## Do this
Copy all of the rows below, requests included. Multiply every x and y coordinate in the answers by 0.65 and round each result to a whole number, with halves rounded up.

* BEGIN Provided information *

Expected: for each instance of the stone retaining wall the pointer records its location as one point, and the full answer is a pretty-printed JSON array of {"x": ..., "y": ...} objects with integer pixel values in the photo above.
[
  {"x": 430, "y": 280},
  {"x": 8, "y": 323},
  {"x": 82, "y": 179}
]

* END Provided information *

## Exercise answer
Expected: for each instance of the stone retaining wall the pointer records its location as one point, and the full answer is a pretty-printed JSON array of {"x": ..., "y": ...} objects with integer pixel values in the photo above.
[
  {"x": 280, "y": 182},
  {"x": 5, "y": 210},
  {"x": 53, "y": 116}
]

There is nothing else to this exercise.